Directions
Each line of the listing below should be restated word for word.

Input data

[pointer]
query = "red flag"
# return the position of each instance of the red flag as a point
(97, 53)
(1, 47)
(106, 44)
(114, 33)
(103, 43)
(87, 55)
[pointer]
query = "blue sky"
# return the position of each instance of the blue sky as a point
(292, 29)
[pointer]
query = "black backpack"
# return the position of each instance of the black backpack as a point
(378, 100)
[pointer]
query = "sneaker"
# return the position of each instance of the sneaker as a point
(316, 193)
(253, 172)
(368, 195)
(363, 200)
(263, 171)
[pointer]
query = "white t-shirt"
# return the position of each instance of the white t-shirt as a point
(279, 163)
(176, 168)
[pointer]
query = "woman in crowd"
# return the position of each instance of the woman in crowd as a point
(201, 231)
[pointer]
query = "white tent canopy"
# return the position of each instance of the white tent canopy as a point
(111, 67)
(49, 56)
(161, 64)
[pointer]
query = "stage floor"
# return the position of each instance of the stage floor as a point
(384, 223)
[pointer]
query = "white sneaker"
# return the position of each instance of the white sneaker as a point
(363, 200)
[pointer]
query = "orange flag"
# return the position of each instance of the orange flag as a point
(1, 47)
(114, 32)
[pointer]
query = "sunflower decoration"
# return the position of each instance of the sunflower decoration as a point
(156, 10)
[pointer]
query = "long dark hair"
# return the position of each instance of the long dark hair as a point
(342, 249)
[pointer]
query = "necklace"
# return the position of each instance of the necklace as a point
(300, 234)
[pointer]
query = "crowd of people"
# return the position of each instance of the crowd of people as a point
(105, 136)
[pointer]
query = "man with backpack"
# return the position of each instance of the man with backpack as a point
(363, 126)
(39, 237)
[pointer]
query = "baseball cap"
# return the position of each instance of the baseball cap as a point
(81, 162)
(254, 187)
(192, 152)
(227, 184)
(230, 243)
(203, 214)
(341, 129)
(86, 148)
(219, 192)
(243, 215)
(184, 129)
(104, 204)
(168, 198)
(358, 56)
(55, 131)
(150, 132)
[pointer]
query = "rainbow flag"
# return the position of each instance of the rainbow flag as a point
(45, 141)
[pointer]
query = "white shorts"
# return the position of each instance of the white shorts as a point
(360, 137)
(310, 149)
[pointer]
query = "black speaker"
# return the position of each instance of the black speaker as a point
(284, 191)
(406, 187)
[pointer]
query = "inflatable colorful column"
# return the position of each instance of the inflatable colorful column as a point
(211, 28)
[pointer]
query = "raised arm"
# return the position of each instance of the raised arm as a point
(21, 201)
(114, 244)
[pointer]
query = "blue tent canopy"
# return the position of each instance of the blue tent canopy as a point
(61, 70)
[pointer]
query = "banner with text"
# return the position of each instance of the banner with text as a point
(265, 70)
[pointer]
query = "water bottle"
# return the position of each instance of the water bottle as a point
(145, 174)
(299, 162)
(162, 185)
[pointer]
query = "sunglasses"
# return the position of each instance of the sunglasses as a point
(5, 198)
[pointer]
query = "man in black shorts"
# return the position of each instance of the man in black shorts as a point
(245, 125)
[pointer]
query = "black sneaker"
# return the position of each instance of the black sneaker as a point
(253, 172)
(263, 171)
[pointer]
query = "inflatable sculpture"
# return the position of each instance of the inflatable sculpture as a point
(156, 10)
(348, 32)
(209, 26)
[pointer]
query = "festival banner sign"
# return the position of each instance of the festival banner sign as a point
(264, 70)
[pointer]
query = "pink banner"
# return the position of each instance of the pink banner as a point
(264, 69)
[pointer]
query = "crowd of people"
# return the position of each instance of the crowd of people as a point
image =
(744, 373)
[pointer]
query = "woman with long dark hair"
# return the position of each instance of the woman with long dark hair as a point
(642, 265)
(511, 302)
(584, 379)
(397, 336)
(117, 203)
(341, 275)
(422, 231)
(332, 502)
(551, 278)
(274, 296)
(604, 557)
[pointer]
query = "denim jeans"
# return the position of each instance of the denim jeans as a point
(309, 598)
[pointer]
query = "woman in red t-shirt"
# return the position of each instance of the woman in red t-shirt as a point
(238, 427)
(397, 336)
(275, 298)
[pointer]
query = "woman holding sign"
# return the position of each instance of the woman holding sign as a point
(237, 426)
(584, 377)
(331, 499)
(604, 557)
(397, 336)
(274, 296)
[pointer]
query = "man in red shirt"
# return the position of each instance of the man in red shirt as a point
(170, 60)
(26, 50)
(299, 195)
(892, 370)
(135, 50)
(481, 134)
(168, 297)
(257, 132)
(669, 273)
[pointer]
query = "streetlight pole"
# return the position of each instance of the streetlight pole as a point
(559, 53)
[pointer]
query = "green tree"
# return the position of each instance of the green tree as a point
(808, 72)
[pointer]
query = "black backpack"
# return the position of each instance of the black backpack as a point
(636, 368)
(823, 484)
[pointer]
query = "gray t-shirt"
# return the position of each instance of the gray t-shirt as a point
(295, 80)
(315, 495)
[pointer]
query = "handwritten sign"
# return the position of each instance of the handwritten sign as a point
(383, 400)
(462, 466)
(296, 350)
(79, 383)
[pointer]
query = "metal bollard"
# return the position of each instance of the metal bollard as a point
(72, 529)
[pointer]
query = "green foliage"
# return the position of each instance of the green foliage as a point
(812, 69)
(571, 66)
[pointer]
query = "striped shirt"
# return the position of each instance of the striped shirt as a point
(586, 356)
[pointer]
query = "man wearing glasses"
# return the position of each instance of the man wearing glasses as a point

Solution
[pointer]
query = "red flag"
# return the position of each instance of the red flag as a point
(97, 53)
(1, 47)
(106, 44)
(114, 33)
(103, 43)
(87, 55)
[pointer]
query = "blue sky"
# return the position of each instance of the blue sky as a point
(292, 29)
[pointer]
query = "black backpack"
# return the position of each instance of the black backpack as a point
(378, 100)
[pointer]
query = "sneaker"
# return the position of each instance of the sneaker as a point
(316, 193)
(253, 172)
(368, 195)
(363, 200)
(263, 171)
[pointer]
query = "white t-shirt"
# return the position of each instance of the white t-shirt as a point
(279, 163)
(176, 168)
[pointer]
query = "woman in crowd"
# return the position of each instance of the woman in crowd as a point
(201, 231)
[pointer]
query = "white tent canopy"
# return the position of each instance of the white tent canopy as a point
(111, 67)
(49, 56)
(161, 64)
[pointer]
query = "stage floor"
# return the position of each instance of the stage floor as a point
(384, 223)
[pointer]
query = "white sneaker"
# return the position of each instance of the white sneaker as a point
(363, 200)
[pointer]
query = "orange flag"
# return the position of each instance of the orange flag as a point
(1, 47)
(114, 32)
[pointer]
query = "sunflower decoration"
# return the position of each instance of the sunflower decoration as a point
(156, 10)
[pointer]
query = "long dark hair"
# return the position of each instance of the long dark hair as a point
(342, 249)
[pointer]
query = "necklace"
# return the position of each instance of the necklace as a point
(300, 234)
[pointer]
query = "crowd of people"
# return the position of each instance of the crowd of people as a point
(105, 136)
[pointer]
query = "man with backpack"
# return the position of each instance of the man with backpack as a point
(363, 126)
(39, 237)
[pointer]
query = "baseball cap"
# return the position of each instance of the baseball cap as a point
(81, 162)
(254, 187)
(192, 152)
(227, 184)
(230, 243)
(203, 214)
(341, 129)
(86, 148)
(219, 192)
(243, 215)
(184, 129)
(104, 204)
(168, 198)
(358, 56)
(55, 131)
(150, 132)
[pointer]
query = "rainbow flag"
# return the position of each instance of the rainbow flag as a point
(45, 141)
[pointer]
query = "white shorts"
# return the position of each instance of the white shorts as a point
(360, 137)
(310, 149)
[pointer]
query = "black speaker"
# return the position of each instance of the black speaker as a point
(284, 191)
(406, 187)
[pointer]
query = "inflatable colorful column"
# return the position of each instance of the inflatable colorful column as a point
(211, 28)
[pointer]
query = "raised arm"
# return the position of each instance of the raised arm as a point
(21, 201)
(114, 244)
[pointer]
query = "blue tent canopy"
# return the position of each instance of the blue tent canopy as a point
(61, 70)
[pointer]
query = "banner with text"
# return the position of each instance of the banner with text as a point
(265, 70)
[pointer]
query = "water bottle"
# return the position of each instance of the water bottle as a point
(145, 174)
(299, 162)
(162, 185)
[pointer]
query = "sunglasses"
# return the position of each instance of the sunglasses as a point
(5, 198)
[pointer]
query = "man in black shorts"
# return the position of each instance of the man in black shorts as a point
(245, 125)
[pointer]
query = "black sneaker"
# return the position of each instance of the black sneaker as a point
(253, 172)
(263, 171)
[pointer]
query = "inflatable sculpture"
# return the position of each instance of the inflatable sculpture as a point
(156, 10)
(348, 32)
(209, 26)
[pointer]
query = "festival banner sign"
# return the position of each instance of the festival banner sign as a point
(264, 70)
[pointer]
query = "pink banner"
# return the position of each instance of the pink banner as a point
(264, 69)
[pointer]
query = "crowd of people"
# return the position of each instance of the crowd of people as a point
image =
(744, 373)
[pointer]
query = "woman with long dark hair"
# return the position of each instance of the woman with long dark hair as a point
(642, 265)
(511, 302)
(584, 379)
(397, 336)
(117, 203)
(341, 275)
(422, 231)
(332, 502)
(551, 278)
(274, 296)
(604, 557)
[pointer]
query = "denim jeans"
# return the position of each instance of the denim jeans as a point
(309, 598)
[pointer]
query = "woman in red t-shirt"
# return the position of each instance of the woman in red t-shirt as a point
(238, 427)
(397, 336)
(275, 298)
[pointer]
query = "woman holding sign"
# return the position of each instance of the woman holding sign as a point
(237, 426)
(584, 377)
(331, 499)
(604, 557)
(397, 336)
(274, 296)
[pointer]
query = "man in red shirt"
# return the position of each instance of the man in red shirt as a point
(170, 60)
(26, 50)
(299, 195)
(892, 370)
(135, 50)
(481, 134)
(168, 297)
(257, 132)
(669, 273)
[pointer]
query = "streetlight pole"
# return the position of each instance of the streetlight pole as a point
(559, 53)
[pointer]
query = "green tree"
# return the position of each instance of the green tree as a point
(808, 72)
[pointer]
query = "black backpack"
# return the position of each instance of the black backpack as a point
(636, 368)
(823, 484)
[pointer]
query = "gray t-shirt"
# return the position of each instance of the gray t-shirt as a point
(295, 80)
(315, 495)
[pointer]
query = "handwritten sign"
# return the position of each instance of the handwritten sign as a point
(383, 400)
(462, 466)
(296, 350)
(79, 383)
[pointer]
query = "metal bollard"
# return the position of each instance of the metal bollard as a point
(72, 529)
[pointer]
query = "green foliage"
# return the position of each instance of the green foliage as a point
(812, 69)
(571, 66)
[pointer]
query = "striped shirt"
# return the position of each instance of the striped shirt as a point
(586, 356)
[pointer]
query = "man wearing glasses"
# return the position of each instance of the man wearing glasses as a point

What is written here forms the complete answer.